STATED EXERCISE.
Only the lines from the one containing "beak in the photo above." through the last line below should be written out, exactly and with both ends kept.

(Stored dataset items)
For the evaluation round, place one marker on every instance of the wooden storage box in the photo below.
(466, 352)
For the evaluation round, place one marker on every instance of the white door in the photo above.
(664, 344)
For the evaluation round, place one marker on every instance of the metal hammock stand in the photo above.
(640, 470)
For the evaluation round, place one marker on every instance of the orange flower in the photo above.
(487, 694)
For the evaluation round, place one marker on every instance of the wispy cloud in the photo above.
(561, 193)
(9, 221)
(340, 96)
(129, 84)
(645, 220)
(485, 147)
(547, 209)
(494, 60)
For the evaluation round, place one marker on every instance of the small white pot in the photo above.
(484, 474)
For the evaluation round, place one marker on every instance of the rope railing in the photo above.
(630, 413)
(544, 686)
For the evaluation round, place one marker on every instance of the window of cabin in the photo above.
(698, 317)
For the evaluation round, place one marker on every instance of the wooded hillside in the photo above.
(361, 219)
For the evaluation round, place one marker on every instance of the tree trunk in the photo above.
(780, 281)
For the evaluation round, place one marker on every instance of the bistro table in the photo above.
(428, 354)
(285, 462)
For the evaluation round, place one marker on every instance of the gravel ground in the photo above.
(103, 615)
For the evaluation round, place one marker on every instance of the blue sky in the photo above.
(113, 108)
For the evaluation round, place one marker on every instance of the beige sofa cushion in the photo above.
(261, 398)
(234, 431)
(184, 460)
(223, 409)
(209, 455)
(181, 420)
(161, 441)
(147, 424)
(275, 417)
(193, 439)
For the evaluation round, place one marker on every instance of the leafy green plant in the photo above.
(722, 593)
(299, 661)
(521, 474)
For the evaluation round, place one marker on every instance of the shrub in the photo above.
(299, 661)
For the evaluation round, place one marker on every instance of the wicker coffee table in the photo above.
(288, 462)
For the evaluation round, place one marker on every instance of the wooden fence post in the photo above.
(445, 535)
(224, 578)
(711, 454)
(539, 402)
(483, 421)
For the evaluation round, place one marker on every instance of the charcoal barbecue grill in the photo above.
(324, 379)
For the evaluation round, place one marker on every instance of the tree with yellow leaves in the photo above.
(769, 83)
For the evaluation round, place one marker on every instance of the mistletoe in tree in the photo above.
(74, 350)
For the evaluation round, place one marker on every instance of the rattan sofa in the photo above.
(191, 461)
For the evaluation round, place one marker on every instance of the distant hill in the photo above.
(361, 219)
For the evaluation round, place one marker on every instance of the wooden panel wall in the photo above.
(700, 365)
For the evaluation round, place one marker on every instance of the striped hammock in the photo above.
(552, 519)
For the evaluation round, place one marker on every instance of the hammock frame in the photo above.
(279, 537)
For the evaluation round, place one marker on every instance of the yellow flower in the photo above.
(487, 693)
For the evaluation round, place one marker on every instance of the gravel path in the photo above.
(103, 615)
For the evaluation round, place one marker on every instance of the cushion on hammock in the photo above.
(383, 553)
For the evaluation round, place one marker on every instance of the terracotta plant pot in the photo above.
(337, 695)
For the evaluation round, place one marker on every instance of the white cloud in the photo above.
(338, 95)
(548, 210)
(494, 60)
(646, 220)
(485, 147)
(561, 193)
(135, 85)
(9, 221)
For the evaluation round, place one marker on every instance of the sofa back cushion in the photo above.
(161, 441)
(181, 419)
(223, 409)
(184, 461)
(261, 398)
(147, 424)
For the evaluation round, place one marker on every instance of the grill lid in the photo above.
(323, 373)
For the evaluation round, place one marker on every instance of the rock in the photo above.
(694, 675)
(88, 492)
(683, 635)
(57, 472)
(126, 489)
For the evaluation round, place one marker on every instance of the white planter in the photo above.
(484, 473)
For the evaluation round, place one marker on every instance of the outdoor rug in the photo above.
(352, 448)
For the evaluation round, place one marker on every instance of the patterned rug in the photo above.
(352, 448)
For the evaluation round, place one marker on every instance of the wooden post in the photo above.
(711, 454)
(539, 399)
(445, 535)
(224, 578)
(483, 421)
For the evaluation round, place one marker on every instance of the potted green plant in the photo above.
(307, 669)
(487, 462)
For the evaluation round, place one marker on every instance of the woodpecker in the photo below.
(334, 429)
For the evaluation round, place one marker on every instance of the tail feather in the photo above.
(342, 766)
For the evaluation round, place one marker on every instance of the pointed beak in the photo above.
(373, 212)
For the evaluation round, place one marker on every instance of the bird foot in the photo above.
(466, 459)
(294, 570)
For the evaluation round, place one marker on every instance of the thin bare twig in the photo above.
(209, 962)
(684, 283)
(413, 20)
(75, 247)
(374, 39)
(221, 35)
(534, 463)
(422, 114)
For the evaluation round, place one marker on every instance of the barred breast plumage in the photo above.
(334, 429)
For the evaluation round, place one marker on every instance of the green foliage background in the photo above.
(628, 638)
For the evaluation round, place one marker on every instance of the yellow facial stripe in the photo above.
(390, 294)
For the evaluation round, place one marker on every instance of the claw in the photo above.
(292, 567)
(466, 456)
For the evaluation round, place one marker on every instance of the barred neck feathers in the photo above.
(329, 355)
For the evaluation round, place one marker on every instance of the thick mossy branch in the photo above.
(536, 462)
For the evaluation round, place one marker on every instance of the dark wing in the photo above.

RESPONSE.
For the evaluation round, place one marker on every instance of the pointed beak in the photo above.
(373, 212)
For the evaluation round, place one marker on every instance of the bird foot in the photo above.
(466, 459)
(294, 570)
For the evaluation round, place one marker on every instance of the thin bare twig in the photo above.
(209, 962)
(684, 283)
(413, 20)
(75, 247)
(374, 39)
(221, 35)
(534, 463)
(422, 114)
For the evaluation round, place one marker on every instance of the barred breast plumage in the photo above.
(334, 429)
For the evaluation round, place one marker on every instance of the green foliage background in the photo above.
(628, 638)
For the evaluation round, place one marker on every instance of the yellow facial stripe in the photo above.
(390, 294)
For the evaluation round, place one marker on every instance of the claw in the photo above.
(292, 567)
(466, 456)
For the evaluation round, place one marker on every instance of the barred neck feathers in the photo above.
(329, 355)
For the evaluation round, place one marker on every instance of the thick mossy branch in the photo above.
(536, 462)
For the evaluation round, place one marker on every instance of the dark wing in the photo above.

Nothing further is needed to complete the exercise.